DATASET ROWS:
+++
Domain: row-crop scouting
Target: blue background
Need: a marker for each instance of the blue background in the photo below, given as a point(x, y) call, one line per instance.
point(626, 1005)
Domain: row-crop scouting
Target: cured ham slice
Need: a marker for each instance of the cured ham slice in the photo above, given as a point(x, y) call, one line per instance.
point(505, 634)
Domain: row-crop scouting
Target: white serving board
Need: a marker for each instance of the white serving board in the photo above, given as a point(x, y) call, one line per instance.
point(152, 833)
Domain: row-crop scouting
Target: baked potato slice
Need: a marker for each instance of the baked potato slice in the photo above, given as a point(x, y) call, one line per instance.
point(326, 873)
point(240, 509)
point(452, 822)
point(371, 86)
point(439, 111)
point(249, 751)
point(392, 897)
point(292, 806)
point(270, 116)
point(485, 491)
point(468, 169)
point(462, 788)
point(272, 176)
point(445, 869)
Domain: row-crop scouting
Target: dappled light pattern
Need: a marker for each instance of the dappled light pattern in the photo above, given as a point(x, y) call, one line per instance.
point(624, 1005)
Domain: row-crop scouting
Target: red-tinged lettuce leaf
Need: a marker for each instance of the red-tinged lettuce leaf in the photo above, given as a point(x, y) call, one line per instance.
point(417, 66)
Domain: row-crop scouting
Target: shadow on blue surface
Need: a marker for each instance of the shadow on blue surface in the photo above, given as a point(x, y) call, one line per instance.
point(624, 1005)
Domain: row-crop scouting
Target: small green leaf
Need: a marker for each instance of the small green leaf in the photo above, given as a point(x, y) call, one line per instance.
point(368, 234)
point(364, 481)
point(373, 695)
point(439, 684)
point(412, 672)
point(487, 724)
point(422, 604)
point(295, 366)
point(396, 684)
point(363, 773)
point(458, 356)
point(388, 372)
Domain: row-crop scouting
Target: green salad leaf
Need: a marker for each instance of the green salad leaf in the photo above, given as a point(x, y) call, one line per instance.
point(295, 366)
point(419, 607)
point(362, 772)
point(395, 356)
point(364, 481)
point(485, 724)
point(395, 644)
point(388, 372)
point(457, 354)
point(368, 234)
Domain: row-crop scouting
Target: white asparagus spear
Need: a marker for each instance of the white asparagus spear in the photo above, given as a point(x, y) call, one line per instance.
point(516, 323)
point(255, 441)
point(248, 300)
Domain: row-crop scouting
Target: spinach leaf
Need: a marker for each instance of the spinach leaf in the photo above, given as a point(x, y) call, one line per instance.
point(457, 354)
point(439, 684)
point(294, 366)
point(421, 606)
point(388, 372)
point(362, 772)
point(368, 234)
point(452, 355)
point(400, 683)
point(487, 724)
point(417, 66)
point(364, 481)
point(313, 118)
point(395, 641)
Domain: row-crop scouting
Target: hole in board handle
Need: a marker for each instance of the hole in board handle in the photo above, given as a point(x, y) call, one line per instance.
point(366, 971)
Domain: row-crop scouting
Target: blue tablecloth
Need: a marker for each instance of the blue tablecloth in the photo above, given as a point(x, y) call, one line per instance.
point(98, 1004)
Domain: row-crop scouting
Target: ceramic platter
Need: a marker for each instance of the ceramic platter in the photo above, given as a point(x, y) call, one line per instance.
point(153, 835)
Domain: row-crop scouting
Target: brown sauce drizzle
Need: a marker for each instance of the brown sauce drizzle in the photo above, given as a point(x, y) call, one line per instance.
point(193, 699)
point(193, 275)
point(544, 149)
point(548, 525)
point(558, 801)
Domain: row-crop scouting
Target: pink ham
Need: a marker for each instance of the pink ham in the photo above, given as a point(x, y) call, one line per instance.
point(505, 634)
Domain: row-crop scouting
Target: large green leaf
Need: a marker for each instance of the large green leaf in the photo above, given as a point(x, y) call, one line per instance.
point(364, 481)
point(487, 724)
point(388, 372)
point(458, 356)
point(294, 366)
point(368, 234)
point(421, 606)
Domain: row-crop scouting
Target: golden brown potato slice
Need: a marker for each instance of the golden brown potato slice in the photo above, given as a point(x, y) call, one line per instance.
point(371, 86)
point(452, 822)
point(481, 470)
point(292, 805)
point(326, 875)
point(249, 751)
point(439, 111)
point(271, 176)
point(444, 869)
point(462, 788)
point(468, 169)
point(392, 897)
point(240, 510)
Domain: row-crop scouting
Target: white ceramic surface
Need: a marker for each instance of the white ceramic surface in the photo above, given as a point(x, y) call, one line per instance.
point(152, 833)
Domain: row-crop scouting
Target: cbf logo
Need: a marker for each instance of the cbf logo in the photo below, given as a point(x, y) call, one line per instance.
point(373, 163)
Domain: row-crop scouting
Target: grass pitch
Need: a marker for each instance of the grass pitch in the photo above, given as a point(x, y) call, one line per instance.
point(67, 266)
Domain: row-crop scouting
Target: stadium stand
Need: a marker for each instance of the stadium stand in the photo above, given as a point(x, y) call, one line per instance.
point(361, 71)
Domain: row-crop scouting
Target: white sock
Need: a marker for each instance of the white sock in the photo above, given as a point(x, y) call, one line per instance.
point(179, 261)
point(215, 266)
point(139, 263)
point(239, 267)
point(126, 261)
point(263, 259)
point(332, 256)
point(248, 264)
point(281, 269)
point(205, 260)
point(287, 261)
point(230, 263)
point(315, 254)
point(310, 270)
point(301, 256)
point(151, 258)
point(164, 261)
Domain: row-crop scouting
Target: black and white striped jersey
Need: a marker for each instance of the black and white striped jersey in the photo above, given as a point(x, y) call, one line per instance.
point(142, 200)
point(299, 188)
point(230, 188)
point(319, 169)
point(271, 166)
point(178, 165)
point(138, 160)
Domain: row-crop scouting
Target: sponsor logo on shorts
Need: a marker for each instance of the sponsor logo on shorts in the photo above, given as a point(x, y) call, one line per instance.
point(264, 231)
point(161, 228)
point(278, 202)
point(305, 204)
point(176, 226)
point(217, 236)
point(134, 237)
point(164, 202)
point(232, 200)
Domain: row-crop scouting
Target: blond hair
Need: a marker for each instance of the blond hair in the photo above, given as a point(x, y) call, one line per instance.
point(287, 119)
+++
WHAT IS REQUIRED: Return the material in full, exactly as shown.

COMPLETE OUTPUT:
Domain: row-crop scouting
Target: blue background
Need: a marker for each instance of the blue background in the photo below, given as a point(x, y) call, one line per instance.
point(626, 1005)
Domain: row-crop scouting
Target: cured ham slice
Need: a marker for each instance of the cured ham slice in the photo above, given as a point(x, y) call, one line per instance.
point(505, 634)
Domain: row-crop scouting
Target: white serving board
Need: a marker for each instance of the white serving board in the photo above, given as a point(x, y) call, one line per instance.
point(152, 833)
Domain: row-crop scouting
Target: baked potato slice
Need: a marker for each instance of the baked potato slice in the photo above, given as a point(x, y) call, one line per instance.
point(326, 873)
point(240, 509)
point(452, 822)
point(371, 86)
point(439, 111)
point(249, 751)
point(392, 897)
point(292, 806)
point(270, 116)
point(485, 491)
point(468, 169)
point(462, 788)
point(272, 176)
point(445, 869)
Domain: row-crop scouting
Target: dappled light pattern
Need: a marker for each instance of the dappled light pattern in the photo above, given as a point(x, y) call, one line per instance.
point(624, 1005)
Domain: row-crop scouting
Target: red-tinged lettuce leaf
Need: a marker for each instance of the red-tinged lettuce leaf in the photo above, given as a point(x, y) call, one line per instance.
point(417, 66)
Domain: row-crop scouting
Target: shadow on blue surface
Need: a marker for each instance of the shadow on blue surface in the photo above, given as a point(x, y) call, one line per instance.
point(624, 1005)
Domain: row-crop scouting
Target: small green leaf
Need: a marker for each instance of the small green leaf in the photo above, given as a point(x, y) call, one line per instance.
point(368, 234)
point(364, 481)
point(373, 695)
point(439, 684)
point(412, 672)
point(487, 724)
point(422, 604)
point(295, 366)
point(396, 684)
point(363, 773)
point(458, 356)
point(388, 372)
Domain: row-crop scouting
Target: green salad leaf
Need: a marker for each instance of the green salad leaf in the photo above, given as a point(x, y) call, one line per instance.
point(295, 366)
point(419, 607)
point(362, 772)
point(395, 356)
point(364, 481)
point(485, 724)
point(395, 644)
point(388, 372)
point(457, 354)
point(368, 234)
Domain: row-crop scouting
Target: white asparagus spear
Need: a marker for each instance of the white asparagus spear in the photo above, given as a point(x, y) call, one line per instance.
point(516, 323)
point(255, 441)
point(248, 300)
Domain: row-crop scouting
Target: spinach leaf
Need: a marker for each instance of the spinach leaf in the photo above, given as a point(x, y) call, one line per instance.
point(457, 354)
point(439, 684)
point(294, 366)
point(421, 606)
point(388, 372)
point(362, 772)
point(368, 234)
point(452, 355)
point(400, 683)
point(487, 724)
point(417, 66)
point(364, 481)
point(313, 118)
point(395, 641)
Domain: row-crop scouting
Target: hole in board handle
Need: a marker for each instance of the hole in board handle in the photo above, given as a point(x, y) call, one line per instance.
point(366, 971)
Domain: row-crop scouting
Target: blue tablecloth
Need: a marker for each instance of the blue tablecloth in the photo above, given as a point(x, y) call, one line per instance.
point(98, 1004)
Domain: row-crop scouting
Target: ceramic platter
Need: a marker for each instance of the ceramic platter in the photo above, given as a point(x, y) call, one line per instance.
point(153, 835)
Domain: row-crop scouting
Target: brown sauce drizzle
Need: a marker for each instance of the brown sauce drizzle in the photo above, given as a point(x, y) call, one line per instance.
point(193, 699)
point(193, 275)
point(544, 149)
point(548, 525)
point(558, 801)
Domain: row-crop scouting
Target: pink ham
Need: a marker for each instance of the pink ham in the photo above, given as a point(x, y) call, one line per instance.
point(505, 634)
Domain: row-crop scouting
Target: large green leaf
Need: a marker for each instance of the large green leaf in the photo above, given as a point(x, y) call, one line per instance.
point(364, 481)
point(487, 724)
point(388, 372)
point(458, 356)
point(294, 366)
point(368, 234)
point(421, 606)
Domain: row-crop scouting
Target: golden brown potato slice
Need: a marker for each instance of the golden brown potato slice in the photo above, given as a point(x, y) call, one line per instance.
point(371, 86)
point(452, 822)
point(481, 470)
point(292, 805)
point(326, 875)
point(249, 751)
point(439, 111)
point(271, 176)
point(444, 869)
point(462, 788)
point(468, 169)
point(392, 897)
point(240, 510)
Domain: row-crop scouting
Target: white ceramic surface
Need: a marker for each instance of the white ceramic surface in the photo above, given as a point(x, y) call, one line per instance.
point(152, 833)
Domain: row-crop scouting
Target: cbf logo
Need: a marker for each instance of the cbf logo in the photo below, given as a point(x, y) call, one line per instance.
point(373, 163)
Domain: row-crop scouting
Target: grass pitch
Need: a marker for each instance of the grass pitch in the photo above, given as a point(x, y) call, one line per instance.
point(67, 266)
Domain: row-crop scouting
Target: stadium stand
Need: a marker for each instance of the stadium stand in the photo above, given as a point(x, y) call, one line per instance.
point(361, 71)
Domain: row-crop scouting
Target: white sock
Need: a marker for each instance of the white sock in the photo above, given as a point(x, y) call, one line per instance.
point(179, 261)
point(215, 266)
point(139, 263)
point(239, 267)
point(126, 261)
point(263, 259)
point(332, 256)
point(248, 264)
point(281, 269)
point(205, 260)
point(287, 261)
point(230, 263)
point(315, 254)
point(310, 270)
point(301, 256)
point(151, 258)
point(164, 261)
Domain: row-crop scouting
Target: black and white striped jersey
Need: a marker for each instance of the black and white striped jersey in the photo above, given as a point(x, y) call, one line per instance.
point(142, 200)
point(299, 188)
point(230, 188)
point(319, 169)
point(271, 166)
point(178, 165)
point(138, 160)
Domain: row-crop scouting
Target: sponsor logo on shorts
Need: a marker for each instance of the sponsor logo on shorts in the photo above, given as a point(x, y) call, one line per instance.
point(264, 231)
point(161, 228)
point(278, 202)
point(305, 204)
point(176, 226)
point(217, 236)
point(134, 237)
point(164, 202)
point(232, 200)
Domain: row-crop scouting
Target: blond hair
Need: a marker for each instance of the blond hair in the photo above, given as a point(x, y) call, one line per instance.
point(287, 119)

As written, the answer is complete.